== Extract ==

-- -- --

The exemptions specified in subsection (a) of this section apply to laws governing the insurance business pertaining to -

(1) liability insurance coverage provided by a risk retention group for -

(A) such group; or

(B) any person who is a member of such group;

(2) the sale of liability insurance coverage for a risk retention group; and
(3) the provision of -

(A) insurance related services;

(B) management, operations, and investment activities; or

(C) loss control and claims administration (including loss control and claims administration services for uninsured risks retained by any member of such group);


for a risk retention group or any member of such group with respect to liability for which the group provides insurance.

(c) Licensing of agents or brokers for risk retention groups.

A State may require that a person acting, or offering to act, as an agent or broker for a risk retention group obtain a license from that State, except that a State may not impose any qualification or requirement which discriminates against a nonresident agent or broker.

(d) Documents for submission to State insurance commissioners.

Each risk retention group shall submit -

(1) to the insurance commissioner of the State in which it is chartered -

(A) before it may offer insurance in any State, a plan of operation or a feasibility study which includes the coverages, deductibles, coverage limits, rates, and rating classification systems for each line of insurance the group intends to offer; and (B) revisions of such plan or study if the group intends to
offer any additional lines of liability insurance;

(2) to the insurance commissioner of each State in which it intends to do business, before it may offer insurance in such State -

(A) a copy of such plan or study (which shall include the name of the State in which it is chartered and its principal place of business); and

(B) a copy of any revisions to such plan or study, as provided in paragraph (1)(B) (which shall include any change in the designation of the State in which it is chartered); and

(3) to the insurance commissioner of each State in which it is doing business, a copy of the group's annual financial statement submitted to the State in which the group is chartered as an insurance company, which statement shall be certified by an independent public accountant and contain a statement of opinion on loss and loss adjustment expense reserves made by -

(A) a member of the American Academy of Actuaries, or

(B) a qualified loss reserve specialist.

-- -- --

== What to work on ==
(1) Reproduce the passage on risk retention groups word for word, from "(C) loss control" up to and including "risk retention groups.".
(2) Extend the passage on risk retention groups, picking up right after its final line.

-- -- --

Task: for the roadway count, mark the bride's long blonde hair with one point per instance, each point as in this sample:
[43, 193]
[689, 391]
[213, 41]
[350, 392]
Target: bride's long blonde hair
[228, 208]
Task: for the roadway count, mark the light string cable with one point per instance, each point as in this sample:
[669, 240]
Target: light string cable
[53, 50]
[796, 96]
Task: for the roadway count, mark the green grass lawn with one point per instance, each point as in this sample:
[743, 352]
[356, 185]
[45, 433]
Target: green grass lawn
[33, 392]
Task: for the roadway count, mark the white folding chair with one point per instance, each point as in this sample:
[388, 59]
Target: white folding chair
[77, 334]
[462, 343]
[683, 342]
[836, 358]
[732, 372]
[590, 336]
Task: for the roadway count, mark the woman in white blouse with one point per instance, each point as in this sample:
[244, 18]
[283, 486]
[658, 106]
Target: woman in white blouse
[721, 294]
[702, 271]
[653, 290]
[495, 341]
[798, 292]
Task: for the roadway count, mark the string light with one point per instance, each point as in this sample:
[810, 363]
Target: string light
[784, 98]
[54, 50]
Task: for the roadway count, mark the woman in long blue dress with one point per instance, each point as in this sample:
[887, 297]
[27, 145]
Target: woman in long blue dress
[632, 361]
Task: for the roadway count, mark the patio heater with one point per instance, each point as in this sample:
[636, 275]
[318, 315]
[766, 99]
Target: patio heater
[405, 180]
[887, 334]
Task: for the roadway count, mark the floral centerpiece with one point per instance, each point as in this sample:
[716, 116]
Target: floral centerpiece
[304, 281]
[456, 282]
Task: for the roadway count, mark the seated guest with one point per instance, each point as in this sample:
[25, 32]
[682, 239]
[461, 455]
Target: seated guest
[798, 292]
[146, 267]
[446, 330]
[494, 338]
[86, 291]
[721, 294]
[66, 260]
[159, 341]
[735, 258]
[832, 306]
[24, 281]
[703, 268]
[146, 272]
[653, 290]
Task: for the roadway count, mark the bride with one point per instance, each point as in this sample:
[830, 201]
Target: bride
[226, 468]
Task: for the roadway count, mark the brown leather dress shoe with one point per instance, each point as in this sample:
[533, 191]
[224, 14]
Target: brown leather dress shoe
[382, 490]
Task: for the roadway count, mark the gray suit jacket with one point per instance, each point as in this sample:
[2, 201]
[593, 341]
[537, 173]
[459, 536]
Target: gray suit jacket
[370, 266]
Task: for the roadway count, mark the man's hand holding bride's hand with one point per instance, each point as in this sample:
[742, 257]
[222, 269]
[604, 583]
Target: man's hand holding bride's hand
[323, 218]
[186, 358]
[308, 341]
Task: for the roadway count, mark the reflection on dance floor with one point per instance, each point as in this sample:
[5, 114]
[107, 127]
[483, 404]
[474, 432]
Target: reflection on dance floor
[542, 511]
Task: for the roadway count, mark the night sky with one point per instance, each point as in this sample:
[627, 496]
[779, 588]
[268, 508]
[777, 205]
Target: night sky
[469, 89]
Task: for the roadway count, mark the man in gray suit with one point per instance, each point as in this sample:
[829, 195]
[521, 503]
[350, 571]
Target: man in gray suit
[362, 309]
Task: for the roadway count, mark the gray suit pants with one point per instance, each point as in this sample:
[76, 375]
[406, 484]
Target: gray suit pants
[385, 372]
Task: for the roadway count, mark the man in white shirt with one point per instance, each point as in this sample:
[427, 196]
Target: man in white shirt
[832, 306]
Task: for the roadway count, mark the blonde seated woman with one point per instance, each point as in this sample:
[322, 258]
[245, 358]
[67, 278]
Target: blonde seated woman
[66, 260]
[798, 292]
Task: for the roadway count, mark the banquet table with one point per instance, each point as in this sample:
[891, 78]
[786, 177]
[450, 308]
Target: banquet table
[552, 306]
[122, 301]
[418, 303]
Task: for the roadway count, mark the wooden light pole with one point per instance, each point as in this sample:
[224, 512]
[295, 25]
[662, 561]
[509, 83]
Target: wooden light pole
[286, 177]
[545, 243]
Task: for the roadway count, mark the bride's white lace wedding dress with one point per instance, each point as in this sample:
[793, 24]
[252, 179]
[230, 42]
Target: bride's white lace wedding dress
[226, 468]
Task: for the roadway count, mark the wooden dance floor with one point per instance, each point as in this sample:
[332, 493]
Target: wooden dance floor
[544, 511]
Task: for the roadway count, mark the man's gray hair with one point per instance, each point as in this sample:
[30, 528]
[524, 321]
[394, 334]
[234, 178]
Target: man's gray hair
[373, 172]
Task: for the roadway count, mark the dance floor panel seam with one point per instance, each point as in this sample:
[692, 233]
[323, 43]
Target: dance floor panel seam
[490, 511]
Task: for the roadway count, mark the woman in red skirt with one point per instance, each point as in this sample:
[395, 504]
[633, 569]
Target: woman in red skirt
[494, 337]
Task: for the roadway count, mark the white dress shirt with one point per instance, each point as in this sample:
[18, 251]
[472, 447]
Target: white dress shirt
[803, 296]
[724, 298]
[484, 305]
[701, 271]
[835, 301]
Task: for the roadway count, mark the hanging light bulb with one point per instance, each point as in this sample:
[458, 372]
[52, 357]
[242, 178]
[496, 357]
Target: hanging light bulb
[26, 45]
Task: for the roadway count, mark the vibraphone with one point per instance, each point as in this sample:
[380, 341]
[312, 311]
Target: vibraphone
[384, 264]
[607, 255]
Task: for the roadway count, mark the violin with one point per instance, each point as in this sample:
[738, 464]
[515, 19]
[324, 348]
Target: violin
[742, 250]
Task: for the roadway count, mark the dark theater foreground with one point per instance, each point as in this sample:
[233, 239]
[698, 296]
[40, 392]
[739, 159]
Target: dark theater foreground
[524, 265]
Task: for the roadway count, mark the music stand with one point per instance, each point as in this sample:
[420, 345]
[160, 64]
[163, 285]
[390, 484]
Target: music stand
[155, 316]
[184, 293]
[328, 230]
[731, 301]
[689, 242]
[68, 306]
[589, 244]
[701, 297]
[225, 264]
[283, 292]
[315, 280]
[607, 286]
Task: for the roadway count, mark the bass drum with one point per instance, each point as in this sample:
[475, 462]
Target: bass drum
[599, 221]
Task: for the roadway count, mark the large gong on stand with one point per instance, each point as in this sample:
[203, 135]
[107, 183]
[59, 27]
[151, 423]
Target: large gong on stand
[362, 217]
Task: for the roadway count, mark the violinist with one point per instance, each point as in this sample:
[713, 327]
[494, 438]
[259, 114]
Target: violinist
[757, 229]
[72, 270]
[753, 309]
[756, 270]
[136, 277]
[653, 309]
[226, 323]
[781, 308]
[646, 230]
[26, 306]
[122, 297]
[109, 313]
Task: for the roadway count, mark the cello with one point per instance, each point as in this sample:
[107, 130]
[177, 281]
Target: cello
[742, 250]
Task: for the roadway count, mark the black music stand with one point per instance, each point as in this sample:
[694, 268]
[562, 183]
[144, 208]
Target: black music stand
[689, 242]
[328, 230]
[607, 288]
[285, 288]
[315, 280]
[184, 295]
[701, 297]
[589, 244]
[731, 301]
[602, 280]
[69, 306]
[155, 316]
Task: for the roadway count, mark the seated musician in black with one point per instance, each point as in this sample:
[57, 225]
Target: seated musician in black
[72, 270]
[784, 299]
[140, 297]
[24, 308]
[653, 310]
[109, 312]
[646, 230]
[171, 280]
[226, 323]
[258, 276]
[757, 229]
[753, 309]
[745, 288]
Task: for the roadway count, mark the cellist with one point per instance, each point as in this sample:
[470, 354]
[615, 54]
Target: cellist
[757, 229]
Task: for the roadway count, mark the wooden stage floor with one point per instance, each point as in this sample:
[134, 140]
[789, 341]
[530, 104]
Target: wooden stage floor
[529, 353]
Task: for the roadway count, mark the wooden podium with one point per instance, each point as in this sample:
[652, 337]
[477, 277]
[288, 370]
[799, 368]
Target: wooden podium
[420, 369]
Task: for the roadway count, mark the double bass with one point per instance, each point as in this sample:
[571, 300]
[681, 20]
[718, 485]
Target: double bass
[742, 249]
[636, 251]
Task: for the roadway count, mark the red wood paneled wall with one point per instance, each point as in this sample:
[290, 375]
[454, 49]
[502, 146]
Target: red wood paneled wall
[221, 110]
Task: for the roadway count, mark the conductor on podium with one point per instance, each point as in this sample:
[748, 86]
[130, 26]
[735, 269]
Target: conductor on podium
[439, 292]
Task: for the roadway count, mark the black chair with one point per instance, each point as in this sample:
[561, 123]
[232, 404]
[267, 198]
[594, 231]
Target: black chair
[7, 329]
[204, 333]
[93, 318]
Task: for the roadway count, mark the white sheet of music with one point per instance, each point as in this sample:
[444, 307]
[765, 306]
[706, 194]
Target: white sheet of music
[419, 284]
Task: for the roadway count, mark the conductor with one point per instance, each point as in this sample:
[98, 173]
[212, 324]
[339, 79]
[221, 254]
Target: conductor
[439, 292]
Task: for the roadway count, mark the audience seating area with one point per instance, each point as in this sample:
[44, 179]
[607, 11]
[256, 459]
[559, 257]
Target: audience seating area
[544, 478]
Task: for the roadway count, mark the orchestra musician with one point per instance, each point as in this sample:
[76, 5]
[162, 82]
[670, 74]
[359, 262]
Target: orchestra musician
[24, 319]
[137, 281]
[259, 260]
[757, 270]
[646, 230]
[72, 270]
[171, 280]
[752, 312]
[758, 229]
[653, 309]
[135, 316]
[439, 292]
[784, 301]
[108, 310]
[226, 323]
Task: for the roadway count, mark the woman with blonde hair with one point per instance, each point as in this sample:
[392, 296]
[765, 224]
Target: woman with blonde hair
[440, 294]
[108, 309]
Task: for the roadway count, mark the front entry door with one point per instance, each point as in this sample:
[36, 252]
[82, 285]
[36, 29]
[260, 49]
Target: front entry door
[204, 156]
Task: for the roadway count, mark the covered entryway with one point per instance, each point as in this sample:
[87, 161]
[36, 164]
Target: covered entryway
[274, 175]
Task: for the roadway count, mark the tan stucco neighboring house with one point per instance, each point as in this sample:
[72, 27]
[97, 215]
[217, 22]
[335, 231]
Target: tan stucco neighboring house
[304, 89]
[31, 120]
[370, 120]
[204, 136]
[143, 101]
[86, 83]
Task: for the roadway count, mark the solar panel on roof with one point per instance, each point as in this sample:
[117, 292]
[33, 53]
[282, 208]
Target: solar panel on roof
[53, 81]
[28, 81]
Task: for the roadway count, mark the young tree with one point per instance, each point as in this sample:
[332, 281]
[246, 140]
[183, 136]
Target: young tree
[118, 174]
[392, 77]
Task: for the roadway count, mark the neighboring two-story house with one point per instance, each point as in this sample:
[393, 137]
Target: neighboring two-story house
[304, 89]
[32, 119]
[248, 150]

-- -- --

== Task answers ==
(1)
(C) loss control and claims administration (including loss control and claims administration services for uninsured risks retained by any member of such group);


for a risk retention group or any member of such group with respect to liability for which the group provides insurance.

(c) Licensing of agents or brokers for risk retention groups.

(2)
(e) Power of courts to enjoin conduct.

Nothing in this section shall be construed to affect the authority of any Federal or State court to enjoin -

(1) the solicitation or sale of insurance by a risk retention group to any person who is not eligible for membership in such group; or

(2) the solicitation or sale of insurance by, or operation of, a risk retention group that is in hazardous financial condition or is financially impaired.

(f) State powers to enforce State laws.

(1) Subject to the provisions of subsection (a)(1)(G) of this section (relating to injunctions) and paragraph (2), nothing in this chapter shall be construed to affect the authority of any State to make use of any of its powers to enforce the laws of such State with respect to which a risk retention group is not exempt under this chapter.

(2) If a State seeks an injunction regarding the conduct described in paragraphs (1) and (2) of subsection (e) of this section, such injunction must be obtained from a Federal or State court of competent jurisdiction.

(g) States' authority to sue.

Nothing in this chapter shall affect the authority of any State to bring an action in any Federal or State court.

(h) State authority to regulate or prohibit ownership interests in
risk retention groups.

Nothing in this chapter shall be construed to affect the authority of any State to regulate or prohibit the ownership interest in a risk retention group by an insurance company in that State, other than in the case of ownership interest in a risk retention group whose members are insurance companies.

Sec. 3903. Purchasing groups

(a) Exemptions from State laws, rules, regulations, or orders.

Except as provided in this section and section 3905 of this title, a purchasing group is exempt from any State law, rule, regulation, or order to the extent that such law, rule, regulation, or order would -

(1) prohibit the establishment of a purchasing group;

(2) make it unlawful for an insurer to provide or offer to provide insurance on a basis providing, to a purchasing group or its members, advantages, based on their loss and expense experience, not afforded to other persons with respect to rates,
policy forms, coverages, or other matters;

(3) prohibit a purchasing group or its members from purchasing insurance on the group basis described in paragraph (2) of this subsection;

(4) prohibit a purchasing group from obtaining insurance on a group basis because the group has not been in existence for a minimum period of time or because any member has not belonged to the group for a minimum period of time;

(5) require that a purchasing group must have a minimum number of members, common ownership or affiliation, or a certain legal form;

(6) require that a certain percentage of a purchasing group must obtain insurance on a group basis;

(7) require that any insurance policy issued to a purchasing group or any members of the group be countersigned by an insurance agent or broker residing in that State; or

(8) otherwise discriminate against a purchasing group or any of its members.

(b) Scope of exemptions.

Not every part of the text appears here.